── Recorded data

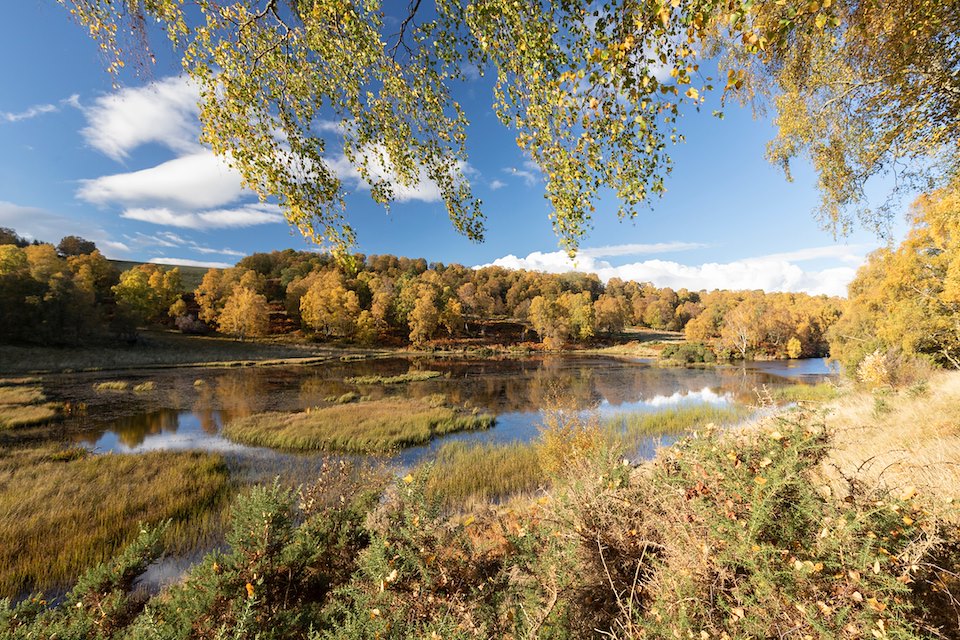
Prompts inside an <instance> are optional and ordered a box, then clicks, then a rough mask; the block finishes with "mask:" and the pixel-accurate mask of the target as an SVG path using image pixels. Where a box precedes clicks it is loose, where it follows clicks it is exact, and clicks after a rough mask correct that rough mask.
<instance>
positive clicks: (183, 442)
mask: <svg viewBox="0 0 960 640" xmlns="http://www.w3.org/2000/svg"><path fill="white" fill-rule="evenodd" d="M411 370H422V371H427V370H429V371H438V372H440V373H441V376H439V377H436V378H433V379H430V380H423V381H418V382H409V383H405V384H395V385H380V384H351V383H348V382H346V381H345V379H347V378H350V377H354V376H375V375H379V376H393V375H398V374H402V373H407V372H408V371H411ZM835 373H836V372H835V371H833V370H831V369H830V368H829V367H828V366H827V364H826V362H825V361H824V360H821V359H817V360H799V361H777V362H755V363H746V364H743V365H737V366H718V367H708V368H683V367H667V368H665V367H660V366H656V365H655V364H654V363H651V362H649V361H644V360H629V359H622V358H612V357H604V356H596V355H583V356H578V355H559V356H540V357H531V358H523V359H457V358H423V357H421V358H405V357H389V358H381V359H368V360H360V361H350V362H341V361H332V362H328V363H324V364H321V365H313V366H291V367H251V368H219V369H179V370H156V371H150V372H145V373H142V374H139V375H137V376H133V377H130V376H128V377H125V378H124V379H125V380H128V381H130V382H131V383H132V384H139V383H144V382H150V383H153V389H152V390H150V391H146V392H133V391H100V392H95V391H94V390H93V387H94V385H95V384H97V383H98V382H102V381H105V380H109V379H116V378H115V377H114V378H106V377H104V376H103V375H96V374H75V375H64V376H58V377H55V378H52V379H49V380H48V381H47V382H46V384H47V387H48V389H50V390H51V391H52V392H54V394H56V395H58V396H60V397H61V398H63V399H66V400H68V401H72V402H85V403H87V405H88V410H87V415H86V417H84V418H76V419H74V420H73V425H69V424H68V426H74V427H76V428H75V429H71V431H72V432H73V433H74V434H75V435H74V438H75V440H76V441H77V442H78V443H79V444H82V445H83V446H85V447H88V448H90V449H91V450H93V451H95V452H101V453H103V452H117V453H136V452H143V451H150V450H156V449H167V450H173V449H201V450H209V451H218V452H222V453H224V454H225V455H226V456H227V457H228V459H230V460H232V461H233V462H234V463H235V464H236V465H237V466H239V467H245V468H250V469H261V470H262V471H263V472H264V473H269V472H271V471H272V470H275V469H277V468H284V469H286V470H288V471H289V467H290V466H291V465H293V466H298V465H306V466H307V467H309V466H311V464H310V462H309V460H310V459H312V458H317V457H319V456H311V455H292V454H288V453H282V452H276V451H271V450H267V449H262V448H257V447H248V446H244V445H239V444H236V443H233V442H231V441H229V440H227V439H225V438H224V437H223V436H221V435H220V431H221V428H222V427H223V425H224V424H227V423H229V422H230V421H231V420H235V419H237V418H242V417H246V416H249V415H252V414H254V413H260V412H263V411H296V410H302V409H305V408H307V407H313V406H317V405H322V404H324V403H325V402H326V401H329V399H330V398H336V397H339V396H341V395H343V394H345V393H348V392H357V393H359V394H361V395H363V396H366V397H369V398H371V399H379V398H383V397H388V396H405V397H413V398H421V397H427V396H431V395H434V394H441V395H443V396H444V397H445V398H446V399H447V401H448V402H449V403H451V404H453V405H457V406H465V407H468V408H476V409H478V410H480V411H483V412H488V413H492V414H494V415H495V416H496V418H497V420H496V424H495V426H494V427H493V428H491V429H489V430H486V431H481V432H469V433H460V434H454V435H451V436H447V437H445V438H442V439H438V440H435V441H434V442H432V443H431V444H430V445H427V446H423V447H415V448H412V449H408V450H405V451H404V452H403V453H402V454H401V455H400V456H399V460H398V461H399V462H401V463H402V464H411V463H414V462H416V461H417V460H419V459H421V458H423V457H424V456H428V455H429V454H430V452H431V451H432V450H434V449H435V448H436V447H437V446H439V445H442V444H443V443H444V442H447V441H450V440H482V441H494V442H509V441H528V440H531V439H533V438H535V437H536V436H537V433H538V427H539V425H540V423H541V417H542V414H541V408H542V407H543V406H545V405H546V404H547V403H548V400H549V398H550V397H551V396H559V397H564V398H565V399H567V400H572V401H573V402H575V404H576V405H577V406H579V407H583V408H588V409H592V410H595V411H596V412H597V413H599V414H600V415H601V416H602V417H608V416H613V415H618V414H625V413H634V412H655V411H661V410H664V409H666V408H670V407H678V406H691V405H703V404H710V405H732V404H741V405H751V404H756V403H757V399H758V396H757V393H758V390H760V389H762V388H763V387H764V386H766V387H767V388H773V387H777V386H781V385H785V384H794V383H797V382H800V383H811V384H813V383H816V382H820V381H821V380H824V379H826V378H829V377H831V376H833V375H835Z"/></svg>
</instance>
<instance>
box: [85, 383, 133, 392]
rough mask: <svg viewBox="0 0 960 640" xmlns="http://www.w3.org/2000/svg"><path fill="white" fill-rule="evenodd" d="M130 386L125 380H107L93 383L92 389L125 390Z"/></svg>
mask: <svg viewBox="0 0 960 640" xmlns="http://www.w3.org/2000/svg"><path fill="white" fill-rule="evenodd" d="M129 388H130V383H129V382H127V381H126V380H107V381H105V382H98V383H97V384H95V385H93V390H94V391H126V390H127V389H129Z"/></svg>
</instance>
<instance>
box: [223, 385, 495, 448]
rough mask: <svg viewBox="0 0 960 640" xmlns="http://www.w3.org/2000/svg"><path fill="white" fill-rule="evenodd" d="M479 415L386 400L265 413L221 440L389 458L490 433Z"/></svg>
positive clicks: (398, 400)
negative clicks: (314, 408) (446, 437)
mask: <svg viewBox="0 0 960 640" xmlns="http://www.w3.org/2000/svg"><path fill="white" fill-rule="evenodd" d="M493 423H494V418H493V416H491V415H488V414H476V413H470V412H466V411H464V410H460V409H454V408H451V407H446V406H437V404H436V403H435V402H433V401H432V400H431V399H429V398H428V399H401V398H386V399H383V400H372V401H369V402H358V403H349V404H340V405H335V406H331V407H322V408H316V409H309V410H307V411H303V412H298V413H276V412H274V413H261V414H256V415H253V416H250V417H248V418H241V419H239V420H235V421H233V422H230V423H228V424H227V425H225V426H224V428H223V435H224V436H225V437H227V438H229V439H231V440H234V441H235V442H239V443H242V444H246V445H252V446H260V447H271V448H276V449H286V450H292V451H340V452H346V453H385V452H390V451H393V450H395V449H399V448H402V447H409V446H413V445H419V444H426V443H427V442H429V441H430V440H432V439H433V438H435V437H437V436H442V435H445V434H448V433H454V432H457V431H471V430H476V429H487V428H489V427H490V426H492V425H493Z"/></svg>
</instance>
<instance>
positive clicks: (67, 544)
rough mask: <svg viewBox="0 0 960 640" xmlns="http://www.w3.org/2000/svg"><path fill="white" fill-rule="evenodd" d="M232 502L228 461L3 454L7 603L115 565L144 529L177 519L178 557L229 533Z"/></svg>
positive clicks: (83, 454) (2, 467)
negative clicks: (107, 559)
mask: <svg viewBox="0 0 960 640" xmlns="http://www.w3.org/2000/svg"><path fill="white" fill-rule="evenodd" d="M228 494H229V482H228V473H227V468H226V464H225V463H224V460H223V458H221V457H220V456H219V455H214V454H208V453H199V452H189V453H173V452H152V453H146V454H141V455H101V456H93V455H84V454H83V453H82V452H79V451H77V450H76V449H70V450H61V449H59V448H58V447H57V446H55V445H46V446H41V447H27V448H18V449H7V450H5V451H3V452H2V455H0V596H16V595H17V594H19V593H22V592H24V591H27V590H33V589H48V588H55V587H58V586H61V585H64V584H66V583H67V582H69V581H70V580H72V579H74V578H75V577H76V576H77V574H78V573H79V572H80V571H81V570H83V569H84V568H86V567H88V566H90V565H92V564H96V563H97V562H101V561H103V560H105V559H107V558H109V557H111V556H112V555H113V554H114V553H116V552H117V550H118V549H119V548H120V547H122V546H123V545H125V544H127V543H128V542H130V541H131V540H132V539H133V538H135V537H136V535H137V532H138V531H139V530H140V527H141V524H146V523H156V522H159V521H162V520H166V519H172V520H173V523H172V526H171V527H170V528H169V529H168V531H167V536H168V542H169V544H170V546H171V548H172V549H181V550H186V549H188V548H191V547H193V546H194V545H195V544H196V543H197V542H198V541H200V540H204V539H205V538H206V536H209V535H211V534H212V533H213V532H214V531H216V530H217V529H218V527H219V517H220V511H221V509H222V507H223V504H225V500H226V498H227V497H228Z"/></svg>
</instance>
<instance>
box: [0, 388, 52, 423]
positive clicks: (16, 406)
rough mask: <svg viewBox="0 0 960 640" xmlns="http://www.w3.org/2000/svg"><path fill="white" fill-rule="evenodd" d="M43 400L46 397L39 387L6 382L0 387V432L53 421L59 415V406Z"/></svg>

────

*Exercise goal:* Once you reach the line that contains "502L228 461L3 454L7", transcribe it and all remaining lines of the listing exactly; skip everything before it.

*Answer area:*
rough mask: <svg viewBox="0 0 960 640" xmlns="http://www.w3.org/2000/svg"><path fill="white" fill-rule="evenodd" d="M232 502L228 461L3 454L7 603L115 565L144 529L177 519L178 557L229 533Z"/></svg>
positive clicks: (83, 454) (2, 467)
negative clicks: (107, 559)
mask: <svg viewBox="0 0 960 640" xmlns="http://www.w3.org/2000/svg"><path fill="white" fill-rule="evenodd" d="M228 494H229V482H228V473H227V468H226V464H225V463H224V460H223V458H221V457H220V456H219V455H214V454H208V453H199V452H189V453H173V452H152V453H146V454H141V455H101V456H93V455H84V454H83V453H82V452H79V451H77V450H76V449H70V450H61V449H59V448H58V447H57V446H55V445H46V446H41V447H27V448H18V449H7V450H5V451H3V452H2V455H0V596H16V595H17V594H19V593H22V592H24V591H27V590H33V589H48V588H55V587H58V586H61V585H64V584H66V583H67V582H69V581H70V580H72V579H74V578H75V577H76V576H77V574H78V573H79V572H80V571H81V570H83V569H84V568H86V567H88V566H90V565H92V564H96V563H97V562H101V561H103V560H105V559H107V558H109V557H111V556H112V555H113V554H114V553H116V552H117V550H118V549H119V548H120V547H122V546H123V545H125V544H127V543H128V542H130V541H131V540H132V539H133V538H135V537H136V535H137V532H138V531H139V530H140V527H141V524H146V523H156V522H159V521H162V520H166V519H172V520H173V523H172V526H171V527H170V528H169V529H168V531H167V536H168V542H169V544H170V546H171V548H172V549H181V550H186V549H188V548H191V547H193V546H194V545H195V544H196V543H197V542H198V541H200V540H204V539H205V538H206V536H209V535H211V534H212V533H213V532H214V531H216V530H217V529H218V527H219V517H220V511H221V509H222V507H223V504H225V500H226V498H227V497H228Z"/></svg>
</instance>
<instance>
box: [0, 388, 52, 423]
positive clicks: (16, 406)
rough mask: <svg viewBox="0 0 960 640" xmlns="http://www.w3.org/2000/svg"><path fill="white" fill-rule="evenodd" d="M43 400L46 397L39 387L6 382L0 387V432L53 421L59 415V406Z"/></svg>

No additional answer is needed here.